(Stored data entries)
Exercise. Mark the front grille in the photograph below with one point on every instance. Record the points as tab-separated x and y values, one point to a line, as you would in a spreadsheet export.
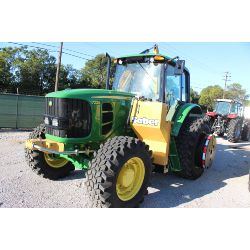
107	118
73	117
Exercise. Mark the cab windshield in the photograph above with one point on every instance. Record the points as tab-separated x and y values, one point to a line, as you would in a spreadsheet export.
222	108
141	79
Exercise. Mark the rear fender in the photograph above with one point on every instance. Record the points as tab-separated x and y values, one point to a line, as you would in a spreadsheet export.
188	109
232	116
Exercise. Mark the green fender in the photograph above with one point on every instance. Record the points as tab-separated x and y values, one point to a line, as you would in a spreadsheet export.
182	112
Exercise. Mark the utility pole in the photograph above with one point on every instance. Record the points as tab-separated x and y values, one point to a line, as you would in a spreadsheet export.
58	66
226	79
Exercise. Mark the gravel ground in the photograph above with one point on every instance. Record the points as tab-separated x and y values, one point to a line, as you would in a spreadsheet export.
224	185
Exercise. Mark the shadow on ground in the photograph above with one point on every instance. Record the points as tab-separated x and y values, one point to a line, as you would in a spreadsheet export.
75	175
231	161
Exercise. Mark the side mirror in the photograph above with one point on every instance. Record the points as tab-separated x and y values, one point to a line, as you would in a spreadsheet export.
179	67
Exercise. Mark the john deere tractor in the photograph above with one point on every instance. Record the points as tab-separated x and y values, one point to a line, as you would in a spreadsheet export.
228	117
120	134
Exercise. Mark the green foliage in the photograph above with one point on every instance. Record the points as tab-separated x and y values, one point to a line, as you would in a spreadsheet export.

■ Problem description:
Output the line bearing "Exercise. Mark the utility" along with all the lines after it through the end of the entries, exactly, and no other lines.

■ Response to the exercise:
Exercise. Mark the utility pole in the photograph above with one point on every instance. Record the points as tab-separated x and y values, one point to a line, as you would in a spreadsheet export.
58	66
226	79
Exercise. Mark the gravel ground in the photograph above with one point on every instance. Record the points as tab-separated x and y values, one point to a line, as you would in a spreadsheet export.
224	185
Exercise. Mark the shadow on ground in the photograph above with one point on every instance. Record the points as tab-separated x and y values, one point to a line, as you would in a spreadsheet export.
75	175
231	161
Exercise. Mark the side mirror in the photograph above with one point on every instance. Record the points as tab-separated x and y values, one point to a line, as you would in a spreadsheet export.
179	67
Exercise. Mark the john deere tractor in the photograph above with one point on every instance. Record the points as tab-separated x and y values, one point to a line, as you would in a spreadsheet export.
228	117
120	134
Exercise. Mark the green foliage in the photograph above with one point on every instance. Record the points as tab-separated x and y values, one point to a line, as you would in a spreadsheet export.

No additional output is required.